• LISTED RECORDS:

/---

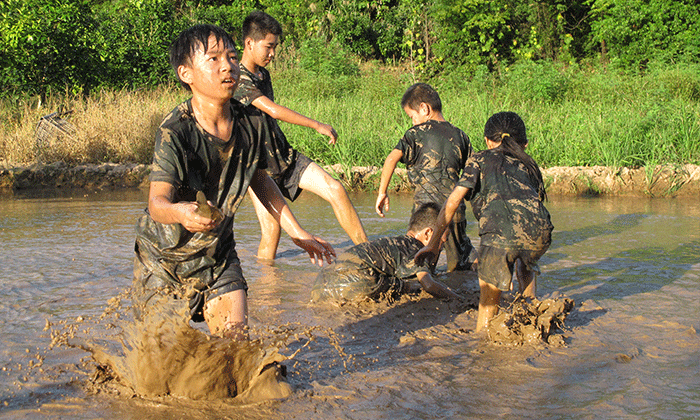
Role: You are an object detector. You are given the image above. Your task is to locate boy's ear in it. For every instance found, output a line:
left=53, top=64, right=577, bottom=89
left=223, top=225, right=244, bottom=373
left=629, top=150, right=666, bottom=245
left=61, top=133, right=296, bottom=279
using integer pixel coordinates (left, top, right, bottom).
left=243, top=37, right=255, bottom=51
left=177, top=64, right=192, bottom=85
left=418, top=102, right=433, bottom=115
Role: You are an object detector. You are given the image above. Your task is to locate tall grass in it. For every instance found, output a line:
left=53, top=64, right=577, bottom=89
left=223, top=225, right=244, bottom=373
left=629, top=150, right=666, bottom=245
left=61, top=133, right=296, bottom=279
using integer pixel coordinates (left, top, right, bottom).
left=0, top=63, right=700, bottom=171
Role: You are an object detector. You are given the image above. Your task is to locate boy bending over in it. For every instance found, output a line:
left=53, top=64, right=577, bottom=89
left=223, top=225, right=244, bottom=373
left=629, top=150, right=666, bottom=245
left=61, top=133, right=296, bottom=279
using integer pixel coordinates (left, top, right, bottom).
left=375, top=83, right=477, bottom=271
left=311, top=203, right=459, bottom=302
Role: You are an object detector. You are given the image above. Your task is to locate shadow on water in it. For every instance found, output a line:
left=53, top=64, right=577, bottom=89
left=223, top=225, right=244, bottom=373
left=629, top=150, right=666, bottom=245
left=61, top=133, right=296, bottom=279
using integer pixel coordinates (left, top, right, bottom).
left=548, top=213, right=649, bottom=252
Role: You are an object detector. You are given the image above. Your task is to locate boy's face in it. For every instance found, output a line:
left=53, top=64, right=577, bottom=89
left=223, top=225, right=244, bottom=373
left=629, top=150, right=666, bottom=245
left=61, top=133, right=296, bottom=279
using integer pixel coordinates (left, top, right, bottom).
left=245, top=34, right=279, bottom=67
left=177, top=35, right=240, bottom=100
left=403, top=102, right=430, bottom=125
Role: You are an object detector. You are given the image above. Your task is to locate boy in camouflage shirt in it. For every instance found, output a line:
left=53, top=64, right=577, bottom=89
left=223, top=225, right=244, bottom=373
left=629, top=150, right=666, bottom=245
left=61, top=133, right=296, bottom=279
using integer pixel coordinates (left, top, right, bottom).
left=134, top=25, right=333, bottom=339
left=375, top=83, right=477, bottom=271
left=311, top=203, right=459, bottom=302
left=416, top=112, right=554, bottom=331
left=235, top=12, right=367, bottom=260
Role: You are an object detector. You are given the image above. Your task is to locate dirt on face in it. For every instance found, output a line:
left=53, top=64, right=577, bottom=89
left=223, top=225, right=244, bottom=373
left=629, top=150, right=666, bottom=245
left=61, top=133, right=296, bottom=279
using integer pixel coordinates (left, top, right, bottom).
left=0, top=162, right=700, bottom=197
left=487, top=296, right=574, bottom=347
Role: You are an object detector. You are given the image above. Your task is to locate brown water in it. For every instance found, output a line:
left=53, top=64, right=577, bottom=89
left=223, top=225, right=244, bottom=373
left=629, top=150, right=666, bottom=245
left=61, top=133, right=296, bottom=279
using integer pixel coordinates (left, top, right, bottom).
left=0, top=192, right=700, bottom=419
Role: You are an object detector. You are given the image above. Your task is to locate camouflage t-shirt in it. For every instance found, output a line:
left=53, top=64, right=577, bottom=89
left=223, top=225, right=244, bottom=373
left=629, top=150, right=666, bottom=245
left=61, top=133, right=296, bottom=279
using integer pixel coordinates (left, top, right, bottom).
left=311, top=235, right=430, bottom=302
left=395, top=120, right=472, bottom=205
left=457, top=148, right=553, bottom=250
left=233, top=64, right=297, bottom=180
left=136, top=100, right=265, bottom=288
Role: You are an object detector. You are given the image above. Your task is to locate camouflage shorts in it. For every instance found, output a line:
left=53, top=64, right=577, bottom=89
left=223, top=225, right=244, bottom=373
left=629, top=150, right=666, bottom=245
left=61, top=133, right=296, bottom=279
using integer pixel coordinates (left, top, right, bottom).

\---

• THE PROBLEM: Count the lines in the records above that contain the word "Role", and give only that number.

• RESPONSE TO THE TASK: 10